------ Dataset extract

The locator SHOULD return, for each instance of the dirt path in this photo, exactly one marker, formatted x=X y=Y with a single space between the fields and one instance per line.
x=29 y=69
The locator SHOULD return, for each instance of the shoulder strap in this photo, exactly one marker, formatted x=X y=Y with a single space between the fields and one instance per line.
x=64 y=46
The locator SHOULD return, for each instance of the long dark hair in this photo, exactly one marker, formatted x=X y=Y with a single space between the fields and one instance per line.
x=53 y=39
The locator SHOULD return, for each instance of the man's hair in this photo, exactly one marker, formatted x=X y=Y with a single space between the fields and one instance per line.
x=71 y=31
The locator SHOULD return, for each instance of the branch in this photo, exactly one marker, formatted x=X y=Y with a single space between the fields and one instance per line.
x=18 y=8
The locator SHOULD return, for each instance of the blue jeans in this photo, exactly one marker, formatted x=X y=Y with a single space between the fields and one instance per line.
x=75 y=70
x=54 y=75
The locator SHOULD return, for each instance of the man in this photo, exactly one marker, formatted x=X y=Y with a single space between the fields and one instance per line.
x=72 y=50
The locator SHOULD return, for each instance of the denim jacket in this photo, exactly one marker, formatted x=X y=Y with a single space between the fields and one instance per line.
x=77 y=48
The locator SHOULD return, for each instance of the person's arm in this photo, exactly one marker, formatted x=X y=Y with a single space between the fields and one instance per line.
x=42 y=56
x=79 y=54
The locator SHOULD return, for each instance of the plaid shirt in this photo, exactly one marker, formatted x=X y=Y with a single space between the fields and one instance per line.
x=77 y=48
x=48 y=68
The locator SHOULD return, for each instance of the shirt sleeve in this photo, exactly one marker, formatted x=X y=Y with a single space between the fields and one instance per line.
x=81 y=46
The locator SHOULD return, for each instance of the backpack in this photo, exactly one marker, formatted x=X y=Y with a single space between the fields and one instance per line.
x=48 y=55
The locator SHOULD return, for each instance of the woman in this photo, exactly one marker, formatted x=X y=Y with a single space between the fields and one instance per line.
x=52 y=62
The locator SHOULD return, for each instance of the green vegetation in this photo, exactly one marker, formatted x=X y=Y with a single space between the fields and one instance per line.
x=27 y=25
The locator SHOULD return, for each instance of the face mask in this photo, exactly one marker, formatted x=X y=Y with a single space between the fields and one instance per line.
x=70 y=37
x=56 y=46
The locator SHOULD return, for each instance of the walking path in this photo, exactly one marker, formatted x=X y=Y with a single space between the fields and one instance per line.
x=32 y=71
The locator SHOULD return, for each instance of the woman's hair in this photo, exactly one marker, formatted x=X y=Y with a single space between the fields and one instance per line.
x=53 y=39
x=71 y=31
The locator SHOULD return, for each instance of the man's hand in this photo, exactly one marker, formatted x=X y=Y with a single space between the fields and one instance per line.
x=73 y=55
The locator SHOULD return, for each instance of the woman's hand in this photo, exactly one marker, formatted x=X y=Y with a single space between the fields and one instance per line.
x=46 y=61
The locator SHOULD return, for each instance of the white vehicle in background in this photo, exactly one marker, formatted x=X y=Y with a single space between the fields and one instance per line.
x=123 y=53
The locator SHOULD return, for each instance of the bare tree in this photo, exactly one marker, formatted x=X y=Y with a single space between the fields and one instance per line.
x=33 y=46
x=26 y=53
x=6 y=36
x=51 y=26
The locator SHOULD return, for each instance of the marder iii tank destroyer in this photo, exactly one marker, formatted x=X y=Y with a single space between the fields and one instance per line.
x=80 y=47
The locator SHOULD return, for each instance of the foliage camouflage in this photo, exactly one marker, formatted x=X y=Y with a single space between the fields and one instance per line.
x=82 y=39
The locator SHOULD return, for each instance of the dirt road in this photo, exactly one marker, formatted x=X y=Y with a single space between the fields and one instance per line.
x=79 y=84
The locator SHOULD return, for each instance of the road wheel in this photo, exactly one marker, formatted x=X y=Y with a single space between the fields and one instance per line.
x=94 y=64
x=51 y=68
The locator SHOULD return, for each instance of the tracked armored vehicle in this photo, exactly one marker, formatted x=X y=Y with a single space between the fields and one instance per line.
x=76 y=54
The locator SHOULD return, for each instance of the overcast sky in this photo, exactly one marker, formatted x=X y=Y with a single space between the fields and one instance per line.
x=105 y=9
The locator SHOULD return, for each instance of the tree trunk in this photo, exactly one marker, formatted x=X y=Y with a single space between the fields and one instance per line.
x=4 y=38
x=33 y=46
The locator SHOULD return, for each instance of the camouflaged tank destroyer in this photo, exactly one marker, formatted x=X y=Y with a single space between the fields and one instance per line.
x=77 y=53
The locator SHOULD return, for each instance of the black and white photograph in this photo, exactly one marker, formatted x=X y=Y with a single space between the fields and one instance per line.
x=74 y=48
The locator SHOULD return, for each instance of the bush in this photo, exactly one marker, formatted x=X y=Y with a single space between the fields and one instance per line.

------------

● **What is asked**: Copy out only the lines running from the one that contains "The locator SHOULD return, for each instance of the tree" through the end of the entries, substituting "point" for each "marker" and changing nothing else.

● **Written response**:
The locator SHOULD return, for each instance of the tree trunk in this photo, exactly one point, formatted x=X y=Y with a single space between the fields and one instance per line.
x=4 y=38
x=33 y=46
The locator SHOULD return, for each instance of the camouflaged tank destroyer in this photo, exactly one point, formatted x=X y=Y with a single space between the fields and one instance per line.
x=77 y=53
The locator SHOULD return, for each instance of the black and white photograph in this photo, exactly one point, formatted x=X y=Y with a single space between the fields and one instance per line.
x=74 y=48
The locator SHOULD return, for each instance of the bush in this photo, exactly one point, formatted x=X y=Y with a single space between the fields and one instance per line.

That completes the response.